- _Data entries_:
━━━━
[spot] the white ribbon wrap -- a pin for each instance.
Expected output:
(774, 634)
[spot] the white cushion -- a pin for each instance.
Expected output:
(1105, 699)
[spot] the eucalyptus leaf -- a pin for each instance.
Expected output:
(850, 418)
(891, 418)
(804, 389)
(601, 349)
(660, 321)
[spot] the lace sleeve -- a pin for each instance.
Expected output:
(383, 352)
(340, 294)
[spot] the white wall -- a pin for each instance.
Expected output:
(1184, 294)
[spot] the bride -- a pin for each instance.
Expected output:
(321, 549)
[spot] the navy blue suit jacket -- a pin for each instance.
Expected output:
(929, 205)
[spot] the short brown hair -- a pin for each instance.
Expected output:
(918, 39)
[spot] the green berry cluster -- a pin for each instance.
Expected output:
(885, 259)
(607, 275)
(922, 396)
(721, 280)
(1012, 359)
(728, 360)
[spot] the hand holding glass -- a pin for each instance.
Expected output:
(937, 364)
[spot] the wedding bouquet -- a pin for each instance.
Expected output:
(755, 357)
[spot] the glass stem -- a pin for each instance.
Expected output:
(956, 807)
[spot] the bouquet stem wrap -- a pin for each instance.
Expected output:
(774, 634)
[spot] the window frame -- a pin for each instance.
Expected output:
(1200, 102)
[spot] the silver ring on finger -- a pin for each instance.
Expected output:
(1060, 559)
━━━━
- _YOUR GOAL_: A word-for-word copy of the data is what should be returned.

- _REPLY_:
[spot] the white ribbon wrap -- a pin for each instance.
Expected output:
(774, 634)
[spot] the white cushion -- a pin for each instance.
Expected output:
(1105, 699)
[spot] the eucalyptus leaf -- a pin for each instance.
Expected output:
(850, 418)
(891, 418)
(804, 389)
(601, 349)
(660, 321)
[spot] the lace sleeve -- a pin for each instance.
Expected output:
(383, 352)
(340, 294)
[spot] the white wall -- a pin for each instance.
Expected output:
(1184, 294)
[spot] the bride -- a pin for each instance.
Expected output:
(321, 549)
[spot] the navy blue suit jacket -- a pin for each instance.
Expected output:
(929, 205)
[spot] the short brown hair -- a pin for each instance.
Expected output:
(918, 39)
[spot] the green berry cluster -- a pin for each instance.
Expected output:
(885, 259)
(607, 275)
(922, 396)
(721, 280)
(1012, 359)
(728, 360)
[spot] the hand holding glass -- a pin for each instance.
Expected output:
(937, 364)
[spot] the wedding bouquet -- a pin for each instance.
Expected output:
(755, 357)
[spot] the glass stem -- a pin for each instance.
Expected output:
(956, 807)
[spot] the bouquet stem wrap -- a pin for each instance.
Expected output:
(774, 634)
[spot] the window frame -- a pin for each instance.
Expected output:
(1200, 102)
[spot] the silver ring on finger -- a pin for each instance.
Expected output:
(1060, 559)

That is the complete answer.